### Dataset extract
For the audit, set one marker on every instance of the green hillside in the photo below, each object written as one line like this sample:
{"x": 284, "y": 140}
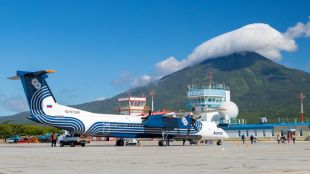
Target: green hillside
{"x": 258, "y": 86}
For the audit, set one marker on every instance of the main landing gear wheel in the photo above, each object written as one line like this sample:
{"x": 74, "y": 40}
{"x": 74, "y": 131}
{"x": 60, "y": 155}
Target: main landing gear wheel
{"x": 163, "y": 143}
{"x": 120, "y": 143}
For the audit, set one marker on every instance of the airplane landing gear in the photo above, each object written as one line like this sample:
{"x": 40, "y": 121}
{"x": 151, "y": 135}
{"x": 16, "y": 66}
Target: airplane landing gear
{"x": 120, "y": 142}
{"x": 163, "y": 143}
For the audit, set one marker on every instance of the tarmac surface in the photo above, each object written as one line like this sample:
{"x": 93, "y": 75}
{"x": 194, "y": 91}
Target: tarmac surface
{"x": 104, "y": 157}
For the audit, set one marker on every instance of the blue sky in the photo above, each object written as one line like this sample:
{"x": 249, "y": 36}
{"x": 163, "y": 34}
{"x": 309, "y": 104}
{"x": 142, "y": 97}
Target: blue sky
{"x": 92, "y": 43}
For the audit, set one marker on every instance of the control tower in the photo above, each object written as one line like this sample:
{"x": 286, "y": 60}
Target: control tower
{"x": 134, "y": 106}
{"x": 211, "y": 102}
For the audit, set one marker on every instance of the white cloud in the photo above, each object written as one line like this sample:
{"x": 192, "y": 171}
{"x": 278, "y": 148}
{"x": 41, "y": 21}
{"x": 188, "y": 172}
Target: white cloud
{"x": 127, "y": 80}
{"x": 299, "y": 30}
{"x": 13, "y": 103}
{"x": 258, "y": 37}
{"x": 101, "y": 99}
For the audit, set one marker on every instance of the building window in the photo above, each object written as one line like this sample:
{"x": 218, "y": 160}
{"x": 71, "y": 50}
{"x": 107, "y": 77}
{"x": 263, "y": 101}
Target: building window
{"x": 264, "y": 133}
{"x": 282, "y": 133}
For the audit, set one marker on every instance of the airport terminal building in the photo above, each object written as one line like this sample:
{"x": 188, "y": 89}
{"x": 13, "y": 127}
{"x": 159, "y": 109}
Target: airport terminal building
{"x": 267, "y": 131}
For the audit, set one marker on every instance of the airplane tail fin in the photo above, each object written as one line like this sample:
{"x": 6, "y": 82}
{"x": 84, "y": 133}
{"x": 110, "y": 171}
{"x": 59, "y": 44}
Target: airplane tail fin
{"x": 36, "y": 88}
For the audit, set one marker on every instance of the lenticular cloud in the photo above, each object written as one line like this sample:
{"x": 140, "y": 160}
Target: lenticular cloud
{"x": 258, "y": 37}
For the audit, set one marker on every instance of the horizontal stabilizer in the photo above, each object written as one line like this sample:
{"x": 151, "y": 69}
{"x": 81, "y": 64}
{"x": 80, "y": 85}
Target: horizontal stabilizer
{"x": 25, "y": 73}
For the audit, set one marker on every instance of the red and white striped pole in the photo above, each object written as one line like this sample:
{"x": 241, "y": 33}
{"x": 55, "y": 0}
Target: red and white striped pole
{"x": 301, "y": 97}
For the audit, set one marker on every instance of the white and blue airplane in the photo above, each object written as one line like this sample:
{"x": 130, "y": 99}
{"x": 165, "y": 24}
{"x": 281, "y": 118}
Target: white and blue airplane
{"x": 44, "y": 109}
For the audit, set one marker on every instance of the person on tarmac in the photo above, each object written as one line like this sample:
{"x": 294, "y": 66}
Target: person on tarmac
{"x": 54, "y": 139}
{"x": 243, "y": 138}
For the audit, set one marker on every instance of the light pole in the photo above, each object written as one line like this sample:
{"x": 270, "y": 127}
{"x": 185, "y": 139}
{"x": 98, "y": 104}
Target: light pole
{"x": 152, "y": 94}
{"x": 302, "y": 97}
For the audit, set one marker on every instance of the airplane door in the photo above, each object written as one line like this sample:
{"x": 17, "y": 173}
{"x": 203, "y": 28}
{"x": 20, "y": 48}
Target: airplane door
{"x": 106, "y": 128}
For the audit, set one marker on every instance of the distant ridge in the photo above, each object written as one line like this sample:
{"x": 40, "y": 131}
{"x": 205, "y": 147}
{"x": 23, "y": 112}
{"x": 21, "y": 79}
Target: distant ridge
{"x": 258, "y": 85}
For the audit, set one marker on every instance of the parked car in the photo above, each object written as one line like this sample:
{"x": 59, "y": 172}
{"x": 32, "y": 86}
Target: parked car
{"x": 72, "y": 141}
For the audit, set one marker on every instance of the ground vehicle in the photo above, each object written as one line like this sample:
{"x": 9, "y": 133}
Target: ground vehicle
{"x": 72, "y": 141}
{"x": 131, "y": 141}
{"x": 10, "y": 140}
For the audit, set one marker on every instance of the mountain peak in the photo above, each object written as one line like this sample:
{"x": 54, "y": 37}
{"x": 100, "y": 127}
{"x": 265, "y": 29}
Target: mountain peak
{"x": 236, "y": 61}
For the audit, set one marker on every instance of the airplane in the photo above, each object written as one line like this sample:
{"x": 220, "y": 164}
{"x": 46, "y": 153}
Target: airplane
{"x": 44, "y": 109}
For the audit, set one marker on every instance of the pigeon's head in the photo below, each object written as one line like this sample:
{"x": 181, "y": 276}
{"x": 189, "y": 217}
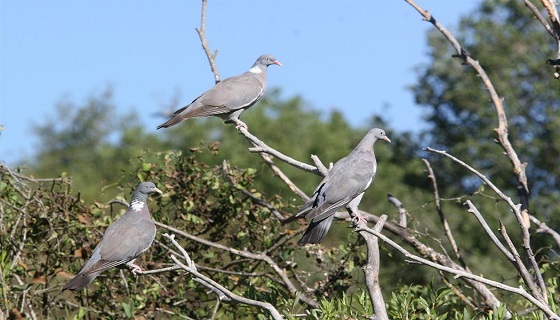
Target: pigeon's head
{"x": 379, "y": 134}
{"x": 147, "y": 187}
{"x": 266, "y": 60}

### What to produce
Drop the pictures, then write out everything else in the records exactly.

### Task output
For the audit, set one marker on every instance of the green hillside in the photo below, each object written as one line like this sample:
{"x": 284, "y": 140}
Target: green hillside
{"x": 258, "y": 86}
For the audit, set one marker on every instance of the main landing gear wheel in the photo above, each object written as one line like this sample:
{"x": 74, "y": 40}
{"x": 74, "y": 131}
{"x": 60, "y": 155}
Target: main landing gear wheel
{"x": 163, "y": 143}
{"x": 120, "y": 143}
For the audit, set one marker on every instance of the airplane landing gear in the photo above, each object written as one line like this sample:
{"x": 40, "y": 121}
{"x": 151, "y": 135}
{"x": 16, "y": 66}
Target: airplane landing gear
{"x": 120, "y": 142}
{"x": 163, "y": 143}
For the audit, set one marker on every instance of the tarmac surface in the photo above, each object written as one line like this sample:
{"x": 93, "y": 75}
{"x": 194, "y": 91}
Target: tarmac surface
{"x": 104, "y": 157}
For the audit, set one marker on every instance of the blue sky in the photo above, each object written as one line like this sample:
{"x": 249, "y": 36}
{"x": 163, "y": 34}
{"x": 309, "y": 104}
{"x": 142, "y": 97}
Target: blue sky
{"x": 92, "y": 43}
For the audit, set one marker on every instance of the control tower in the photo above, each object written as one line like this sample:
{"x": 286, "y": 60}
Target: control tower
{"x": 134, "y": 106}
{"x": 211, "y": 102}
For the audit, set one marker on every instance of the white cloud in the photo above, each object written as one line like this sample:
{"x": 192, "y": 171}
{"x": 278, "y": 148}
{"x": 41, "y": 21}
{"x": 188, "y": 172}
Target: white cloud
{"x": 127, "y": 80}
{"x": 299, "y": 30}
{"x": 13, "y": 103}
{"x": 258, "y": 37}
{"x": 101, "y": 99}
For the audit, set one marker on every instance of the building window in the photo above, each object written as one line like this sample:
{"x": 218, "y": 160}
{"x": 71, "y": 50}
{"x": 107, "y": 77}
{"x": 263, "y": 101}
Target: building window
{"x": 264, "y": 133}
{"x": 282, "y": 133}
For the audit, set one marker on every instance of the airport terminal building in the photo above, each object written as one line like this sample:
{"x": 188, "y": 89}
{"x": 13, "y": 127}
{"x": 159, "y": 109}
Target: airport terminal building
{"x": 267, "y": 131}
For the audit, set one marker on every instance of the airplane tail fin in the photo above, each object written as one line like this sample:
{"x": 6, "y": 82}
{"x": 84, "y": 133}
{"x": 110, "y": 171}
{"x": 59, "y": 44}
Target: airplane tail fin
{"x": 36, "y": 88}
For the audit, set one marker on every instance of the lenticular cloud in the photo above, each object written as one line like this sample:
{"x": 140, "y": 160}
Target: lenticular cloud
{"x": 258, "y": 37}
For the audit, set one marker on every instance of the horizontal stabilizer in the photo above, each object written as one line like this sample:
{"x": 151, "y": 69}
{"x": 81, "y": 64}
{"x": 80, "y": 85}
Target: horizontal stabilizer
{"x": 25, "y": 73}
For the audit, set one marker on every instance of the red and white striped pole in the photo above, each object written as one line like this sample:
{"x": 241, "y": 33}
{"x": 55, "y": 0}
Target: red and white striped pole
{"x": 301, "y": 97}
For the audit, set one marker on every instance of the white and blue airplane in the photo above, each object written as one line like this sample:
{"x": 130, "y": 99}
{"x": 165, "y": 24}
{"x": 281, "y": 118}
Target: white and blue airplane
{"x": 44, "y": 109}
For the audit, set one marker on every instance of the person on tarmac in the photo above, each object written as one line like this sample:
{"x": 294, "y": 66}
Target: person on tarmac
{"x": 54, "y": 139}
{"x": 243, "y": 138}
For the audit, set one marker on every instance of the light pole in the photo above, each object written as one line like this sample:
{"x": 270, "y": 127}
{"x": 185, "y": 139}
{"x": 98, "y": 104}
Target: light pole
{"x": 152, "y": 94}
{"x": 302, "y": 97}
For the audit, set one marker on every instance of the airplane door in the photo above, each object written as one line like this sample:
{"x": 17, "y": 173}
{"x": 203, "y": 28}
{"x": 20, "y": 48}
Target: airplane door
{"x": 106, "y": 128}
For the audit, set one marker on every instance of the distant ridge in the photo above, each object written as one line like this sample:
{"x": 40, "y": 131}
{"x": 205, "y": 147}
{"x": 23, "y": 112}
{"x": 21, "y": 79}
Target: distant ridge
{"x": 258, "y": 85}
For the audit, set one marker on every instance of the parked car in the photo above, each object written as one line like this sample:
{"x": 59, "y": 172}
{"x": 32, "y": 86}
Target: parked car
{"x": 72, "y": 141}
For the audit, set one marker on every instance of the ground vehicle in the photo above, each object written as one line like this sample:
{"x": 9, "y": 133}
Target: ground vehicle
{"x": 72, "y": 141}
{"x": 131, "y": 141}
{"x": 10, "y": 140}
For the audit, set one marker on every instance of the mountain peak in the photo above, each object written as one line like this sample:
{"x": 54, "y": 37}
{"x": 100, "y": 127}
{"x": 265, "y": 29}
Target: mountain peak
{"x": 236, "y": 61}
For the audit, set one marker on every instance of the airplane in the photo above, each object written as one line like this sample:
{"x": 220, "y": 164}
{"x": 46, "y": 153}
Target: airplane
{"x": 44, "y": 109}
For the audit, set one marker on every instance of the pigeon's head in the photo below, each object written as one line like this sample:
{"x": 181, "y": 276}
{"x": 189, "y": 217}
Target: pigeon's head
{"x": 379, "y": 134}
{"x": 147, "y": 187}
{"x": 266, "y": 60}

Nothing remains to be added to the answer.